_Source text_:
↓

Goldbogen Lab receives NSF grants to study cetacean maneuverability and foraging ecology

 

We are excited to announce that the Goldbogen Lab received two recent grants for basic research on cetacean biomechanics, maneuverability, and foraging ecology. The lab received two awards in 2017 from NSF’s Division Of Integrative Organismal Systems (Physiological Systems and Biomechanics) and the Office of Polar Programs (Antarctic Organisms and Ecosystems).

 

The IOS award focuses on the use of new multi-sensor tag technology (see A-M above) to understand the scaling of unsteady locomotor performance in whales that range in body mass by over an order of magnitude. It is has long been held that larger animals should exhibit decreased maneuverability yet our preliminary data show extraordinary maneuverability in the largest animals of all-time. How do the largest animals maneuver and how does this impact their ability to forage? How do they use their flippers and flukes to effect different types of maneuvers? This project will include the training of graduate students and postdoctoral scholars in interdisciplinary research that integrates engineering and physics with biology. Moreover, the results from this research may provide novel insights into the biomimetic design of autonomous underwater vehicles with enhanced maneuvering performance at the scale of small submarines.

↑

_Raw data_:
↓

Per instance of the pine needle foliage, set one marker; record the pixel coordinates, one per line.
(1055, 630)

↑

_What this exercise asks_:
• A. In the announcement about the Goldbogen Lab's NSF grants, in what year did the lab receive its two awards?
• B. Write the next paragraph of the announcement about the Goldbogen Lab's NSF grants, picking up after its final sentence.

_Answers to the exercises_:
• A. 2017

• B.
The OPP award will send two members of the Goldbogen Lab to the Palmer Peninsula on the Antarctic Continent. The team will use a combination of custom-built drones, multi-frequency prey mapping, and whale-borne tags to provide an integrated approach towards understanding the foraging ecology of Antarctic minke whales (see above; photo by Goldbogen). This species is one of the most abundant, yet most poorly understood baleen whale species. Our preliminary data indicate that this species has a high affinity with sea ice, and their size (small compared to other baleen whales, yet larger compared to other krill predators like seals and penguins) and feeding mode (bulk filtration using baleen) may offer them a unique advantage when exploiting resources from this habitat. This award will help develop the career of 4th and 5th year Ph.D. student by providing multi-disciplinary training and research opportunities in marine science, polar ecosystems, and integrative organismal biology.